-- RECORD EXCERPTS follows --
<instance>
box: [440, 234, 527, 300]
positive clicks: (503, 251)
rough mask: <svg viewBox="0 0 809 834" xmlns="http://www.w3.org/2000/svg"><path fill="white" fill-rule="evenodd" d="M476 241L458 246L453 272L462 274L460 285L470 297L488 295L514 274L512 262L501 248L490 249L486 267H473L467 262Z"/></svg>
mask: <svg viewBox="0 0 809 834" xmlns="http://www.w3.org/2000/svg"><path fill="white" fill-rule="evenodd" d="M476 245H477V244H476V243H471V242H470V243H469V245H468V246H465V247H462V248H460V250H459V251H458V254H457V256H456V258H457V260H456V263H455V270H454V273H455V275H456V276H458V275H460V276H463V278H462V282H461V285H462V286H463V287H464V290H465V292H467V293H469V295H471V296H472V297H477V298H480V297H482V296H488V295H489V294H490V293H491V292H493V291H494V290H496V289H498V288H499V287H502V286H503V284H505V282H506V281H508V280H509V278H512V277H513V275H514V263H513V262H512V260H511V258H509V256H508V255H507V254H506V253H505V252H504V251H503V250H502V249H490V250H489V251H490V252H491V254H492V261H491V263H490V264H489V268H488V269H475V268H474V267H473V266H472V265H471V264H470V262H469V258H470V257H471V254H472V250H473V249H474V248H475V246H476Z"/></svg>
-- RECORD EXCERPTS concluded --
Starting with the first line of the records above, give back each line exactly until the line with "positive clicks: (503, 251)" has been given as well.

● EXERCISE ANSWER:
<instance>
box: [440, 234, 527, 300]
positive clicks: (503, 251)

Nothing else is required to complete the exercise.